▶ [WHAT THE EXERCISE ASKS]: Copy every item below word for word, keeping each line unchanged and in the same order.

▶ [DATA RECORDS]:
--

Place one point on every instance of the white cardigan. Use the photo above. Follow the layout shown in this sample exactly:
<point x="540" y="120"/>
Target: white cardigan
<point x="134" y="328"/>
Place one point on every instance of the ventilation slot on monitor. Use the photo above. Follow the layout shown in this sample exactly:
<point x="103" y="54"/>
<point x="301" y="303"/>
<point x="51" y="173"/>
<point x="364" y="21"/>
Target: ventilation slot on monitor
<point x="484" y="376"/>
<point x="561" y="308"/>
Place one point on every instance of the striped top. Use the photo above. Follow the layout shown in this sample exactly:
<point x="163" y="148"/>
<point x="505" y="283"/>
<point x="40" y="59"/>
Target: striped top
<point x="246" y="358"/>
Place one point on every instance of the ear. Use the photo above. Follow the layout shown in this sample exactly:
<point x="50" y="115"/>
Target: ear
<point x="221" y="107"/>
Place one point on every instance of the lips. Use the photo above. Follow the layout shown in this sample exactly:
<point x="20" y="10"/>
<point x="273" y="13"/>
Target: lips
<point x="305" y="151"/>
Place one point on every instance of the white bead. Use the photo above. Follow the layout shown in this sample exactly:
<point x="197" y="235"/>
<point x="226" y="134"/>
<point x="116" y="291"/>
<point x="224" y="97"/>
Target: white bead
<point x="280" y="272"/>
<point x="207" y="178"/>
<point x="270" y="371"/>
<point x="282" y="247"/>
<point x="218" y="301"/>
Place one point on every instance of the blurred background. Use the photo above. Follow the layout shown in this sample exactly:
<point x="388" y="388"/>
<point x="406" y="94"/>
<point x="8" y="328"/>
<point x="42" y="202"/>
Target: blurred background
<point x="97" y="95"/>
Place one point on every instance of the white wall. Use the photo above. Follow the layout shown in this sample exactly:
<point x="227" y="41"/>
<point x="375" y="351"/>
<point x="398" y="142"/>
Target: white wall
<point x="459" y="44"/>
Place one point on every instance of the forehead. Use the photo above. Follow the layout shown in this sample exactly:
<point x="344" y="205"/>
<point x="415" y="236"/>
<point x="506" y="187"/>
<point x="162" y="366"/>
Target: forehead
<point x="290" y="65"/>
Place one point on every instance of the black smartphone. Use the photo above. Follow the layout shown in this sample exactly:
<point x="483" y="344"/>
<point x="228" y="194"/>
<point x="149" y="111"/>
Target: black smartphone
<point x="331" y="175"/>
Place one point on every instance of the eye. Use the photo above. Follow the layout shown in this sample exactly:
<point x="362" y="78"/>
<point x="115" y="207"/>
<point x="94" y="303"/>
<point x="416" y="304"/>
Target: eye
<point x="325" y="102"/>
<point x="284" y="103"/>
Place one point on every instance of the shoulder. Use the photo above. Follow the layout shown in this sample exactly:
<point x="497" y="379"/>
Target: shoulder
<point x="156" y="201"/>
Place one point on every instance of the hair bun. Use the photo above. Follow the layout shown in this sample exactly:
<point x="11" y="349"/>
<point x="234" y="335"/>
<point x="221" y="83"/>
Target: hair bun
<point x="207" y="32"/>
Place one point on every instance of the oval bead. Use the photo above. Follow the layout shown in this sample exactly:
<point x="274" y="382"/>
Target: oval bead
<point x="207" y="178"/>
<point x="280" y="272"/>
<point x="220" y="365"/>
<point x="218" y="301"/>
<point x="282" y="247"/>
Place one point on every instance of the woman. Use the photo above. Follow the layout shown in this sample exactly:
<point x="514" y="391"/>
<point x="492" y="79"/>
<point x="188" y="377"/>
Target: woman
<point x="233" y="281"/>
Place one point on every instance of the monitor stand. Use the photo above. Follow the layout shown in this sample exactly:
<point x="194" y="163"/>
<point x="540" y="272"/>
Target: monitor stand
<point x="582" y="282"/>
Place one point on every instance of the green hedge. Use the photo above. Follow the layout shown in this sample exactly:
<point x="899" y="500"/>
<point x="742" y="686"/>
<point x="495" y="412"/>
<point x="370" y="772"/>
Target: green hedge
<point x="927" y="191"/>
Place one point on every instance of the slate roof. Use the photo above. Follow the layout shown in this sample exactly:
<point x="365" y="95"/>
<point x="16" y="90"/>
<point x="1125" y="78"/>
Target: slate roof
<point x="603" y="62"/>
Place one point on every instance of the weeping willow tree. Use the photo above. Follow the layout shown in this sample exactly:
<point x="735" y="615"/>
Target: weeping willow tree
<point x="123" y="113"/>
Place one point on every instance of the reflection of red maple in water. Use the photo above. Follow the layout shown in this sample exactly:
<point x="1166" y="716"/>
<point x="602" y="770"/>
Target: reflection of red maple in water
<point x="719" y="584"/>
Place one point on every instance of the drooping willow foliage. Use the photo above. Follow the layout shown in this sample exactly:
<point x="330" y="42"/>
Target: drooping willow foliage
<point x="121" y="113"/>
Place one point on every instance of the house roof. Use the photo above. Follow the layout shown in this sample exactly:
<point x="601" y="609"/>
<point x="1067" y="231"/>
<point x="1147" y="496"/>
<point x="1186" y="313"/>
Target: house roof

--

▶ [CORRECT RESULT]:
Place one point on every instance of the white cardigan. Use the photo above. Follow the layout shown in this sample exactly:
<point x="540" y="120"/>
Target: white cardigan
<point x="134" y="328"/>
Place one point on every instance of the ventilation slot on monitor. Use the photo above. Follow the layout shown in this sample exactly:
<point x="103" y="54"/>
<point x="301" y="303"/>
<point x="51" y="173"/>
<point x="364" y="21"/>
Target: ventilation slot on monitor
<point x="484" y="376"/>
<point x="561" y="308"/>
Place one point on every instance of the striped top. Use the photo above. Follow the layout shown in this sample exactly:
<point x="163" y="148"/>
<point x="505" y="283"/>
<point x="40" y="59"/>
Target: striped top
<point x="246" y="358"/>
Place one point on every instance of the ear. Use the photo above. Follow the layout shown in this sample exactly:
<point x="50" y="115"/>
Target: ear
<point x="221" y="107"/>
Place one point on every instance of the lips. Use the photo above. Follow the layout shown in this sample exactly:
<point x="20" y="10"/>
<point x="273" y="13"/>
Target: lips
<point x="305" y="151"/>
Place one point on every instance of the white bead. Use the photo above. Follow the layout shown in this sample exactly:
<point x="197" y="235"/>
<point x="226" y="134"/>
<point x="116" y="291"/>
<point x="224" y="97"/>
Target: white bead
<point x="280" y="272"/>
<point x="207" y="178"/>
<point x="270" y="371"/>
<point x="282" y="247"/>
<point x="218" y="301"/>
Place one point on every instance of the blurred background. Use the photo above. Follow the layout shown in this sample exactly:
<point x="388" y="388"/>
<point x="406" y="94"/>
<point x="8" y="328"/>
<point x="42" y="202"/>
Target: blurred background
<point x="97" y="95"/>
Place one point on every instance of the white wall. Use the photo above. Follow the layout shown in this sample exactly:
<point x="227" y="41"/>
<point x="375" y="351"/>
<point x="398" y="142"/>
Target: white wall
<point x="459" y="44"/>
Place one point on every instance of the forehead. Use the photo above. Follow the layout shown in this sample exactly:
<point x="344" y="205"/>
<point x="415" y="236"/>
<point x="506" y="187"/>
<point x="162" y="366"/>
Target: forehead
<point x="290" y="65"/>
Place one point on every instance of the black smartphone. Use the photo above. Follow the layout shown in this sample exactly:
<point x="483" y="344"/>
<point x="228" y="194"/>
<point x="149" y="111"/>
Target: black smartphone
<point x="331" y="175"/>
Place one point on every instance of the eye. Use the photo above. Follow the layout shown in this sample exactly:
<point x="362" y="78"/>
<point x="115" y="207"/>
<point x="94" y="303"/>
<point x="416" y="304"/>
Target: eye
<point x="325" y="102"/>
<point x="284" y="103"/>
Place one point on every instance of the shoulder. Use the photo above. Follow the layout shown in this sample exactly:
<point x="497" y="379"/>
Target: shoulder
<point x="156" y="201"/>
Place one point on every instance of the hair bun. Use the photo above. Follow the layout shown in this sample exactly:
<point x="11" y="349"/>
<point x="234" y="335"/>
<point x="221" y="83"/>
Target: hair bun
<point x="207" y="32"/>
Place one point on every instance of the oval bead. Use the photo above. Follow the layout shown in this sample exactly:
<point x="274" y="382"/>
Target: oval bead
<point x="207" y="178"/>
<point x="280" y="272"/>
<point x="220" y="365"/>
<point x="218" y="301"/>
<point x="282" y="247"/>
Place one point on every instance of the woman. Use the photo above. Follow the layout shown in this sample exactly:
<point x="514" y="391"/>
<point x="492" y="79"/>
<point x="188" y="377"/>
Target: woman
<point x="233" y="281"/>
Place one point on every instance of the monitor stand. Use the photo above. Follow the layout shown in this sample exactly:
<point x="194" y="163"/>
<point x="540" y="272"/>
Target: monitor stand
<point x="582" y="282"/>
Place one point on every instance of the green hedge. Use the photo above. Follow the layout shown in this sample exactly:
<point x="899" y="500"/>
<point x="742" y="686"/>
<point x="495" y="412"/>
<point x="370" y="772"/>
Target: green hedge
<point x="927" y="191"/>
Place one point on every instance of the slate roof. Use the photo above. Follow the layout shown in this sample exactly:
<point x="365" y="95"/>
<point x="16" y="90"/>
<point x="1125" y="78"/>
Target: slate roof
<point x="603" y="62"/>
Place one point on every instance of the weeping willow tree. Use the photo above. Follow the layout shown in this sample exactly:
<point x="735" y="615"/>
Target: weeping willow tree
<point x="123" y="113"/>
Place one point on every instance of the reflection of red maple in water. Use the photo above. Follow the layout shown in this sample exactly:
<point x="1166" y="716"/>
<point x="602" y="770"/>
Target: reflection of red maple in water
<point x="719" y="584"/>
Place one point on every instance of the drooping willow foliage. Use the photo above. Follow the layout shown in this sample exactly:
<point x="330" y="42"/>
Target: drooping willow foliage
<point x="121" y="113"/>
Place one point on every instance of the house roof. Use the photo above. Follow the layout shown in this sample exactly:
<point x="601" y="609"/>
<point x="1067" y="231"/>
<point x="1147" y="496"/>
<point x="1186" y="313"/>
Target: house roof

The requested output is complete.